> **TASK OBJECTIVE**
Please return the whole listing word for word.

> **MATERIAL PROVIDED**
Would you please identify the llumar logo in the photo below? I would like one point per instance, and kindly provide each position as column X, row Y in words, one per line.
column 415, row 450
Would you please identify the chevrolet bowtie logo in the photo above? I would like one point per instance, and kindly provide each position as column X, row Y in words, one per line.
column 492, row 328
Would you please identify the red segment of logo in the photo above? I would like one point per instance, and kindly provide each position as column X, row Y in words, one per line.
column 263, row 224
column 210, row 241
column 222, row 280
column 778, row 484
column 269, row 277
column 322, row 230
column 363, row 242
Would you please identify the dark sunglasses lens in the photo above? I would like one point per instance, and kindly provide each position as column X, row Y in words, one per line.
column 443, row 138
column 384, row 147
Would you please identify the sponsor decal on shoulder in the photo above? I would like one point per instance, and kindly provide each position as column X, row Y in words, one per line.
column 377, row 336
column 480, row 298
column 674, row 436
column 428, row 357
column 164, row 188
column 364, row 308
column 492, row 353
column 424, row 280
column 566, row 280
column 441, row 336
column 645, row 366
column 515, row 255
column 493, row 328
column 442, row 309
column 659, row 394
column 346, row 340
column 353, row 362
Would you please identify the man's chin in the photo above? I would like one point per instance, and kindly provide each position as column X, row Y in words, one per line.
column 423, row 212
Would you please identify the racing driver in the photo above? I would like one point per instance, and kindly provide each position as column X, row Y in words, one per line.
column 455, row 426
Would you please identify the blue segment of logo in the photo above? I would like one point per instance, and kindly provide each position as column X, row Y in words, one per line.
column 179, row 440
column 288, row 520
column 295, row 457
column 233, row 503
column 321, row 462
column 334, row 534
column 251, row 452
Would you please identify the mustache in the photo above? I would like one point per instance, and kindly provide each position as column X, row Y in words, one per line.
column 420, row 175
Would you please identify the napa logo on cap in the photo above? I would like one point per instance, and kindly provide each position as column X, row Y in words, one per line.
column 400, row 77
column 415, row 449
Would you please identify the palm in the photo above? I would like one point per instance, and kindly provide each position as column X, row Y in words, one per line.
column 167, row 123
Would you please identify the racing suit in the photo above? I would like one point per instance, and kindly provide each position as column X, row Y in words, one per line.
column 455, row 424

> **EXERCISE ANSWER**
Would you please identify the llumar logo in the photo below? I would like one point per instance, and kindly provide each position as column X, row Y in words, one per line.
column 415, row 450
Would you please identify the chevrolet bowtie logo in the photo above? I would like one point per instance, and kindly provide each position as column X, row Y in words, one per line.
column 492, row 328
Would you please identify the red segment of logo in the photo above? I would like one point per instance, and kindly provide each position as column X, row Y in words, one per line.
column 263, row 224
column 210, row 241
column 222, row 280
column 778, row 484
column 269, row 277
column 322, row 230
column 363, row 242
Would you please identify the dark sunglasses lens in the photo above? I would like one point per instance, and kindly provide each position as column X, row Y in words, one per line.
column 443, row 138
column 384, row 147
Would you please identify the sponsor decal on shoulder in the photo above? I would like one point per instance, and kindly provide each position as column X, row Y in words, one per line.
column 377, row 336
column 480, row 298
column 674, row 436
column 428, row 357
column 164, row 188
column 364, row 308
column 492, row 353
column 424, row 280
column 566, row 280
column 441, row 336
column 645, row 366
column 515, row 255
column 493, row 328
column 442, row 309
column 659, row 394
column 346, row 340
column 353, row 362
Would you please identify the man's chin in the photo above? I would like one point per instance, and kindly provide each position as column X, row Y in words, one per line.
column 423, row 212
Would you please identify the racing driver in the photo above? I would like one point per instance, and kindly provide each position as column X, row Y in words, one per line.
column 455, row 426
Would you please identify the blue segment of logo in the photo above? I would like one point per instance, and kindly provide each position as column X, row Y in words, one per line.
column 179, row 440
column 288, row 520
column 295, row 457
column 233, row 503
column 321, row 462
column 334, row 534
column 251, row 452
Would you please identify the mustache in the photo above? I would like one point per instance, and kindly provide each position as column X, row Y in words, one per line.
column 420, row 175
Would you please identify the napa logo on cap in the photo above? I would like one point per instance, and kindly provide each position as column X, row Y in words, one per line.
column 400, row 77
column 415, row 449
Would you please identify the palm in the photo above? I would like one point per instance, and kindly provide each position as column X, row Y in words, one per line.
column 167, row 123
Would you please identify the racing suit in the photo above? I would like one point per instance, and kindly provide each position as column X, row Y in words, one per line.
column 455, row 424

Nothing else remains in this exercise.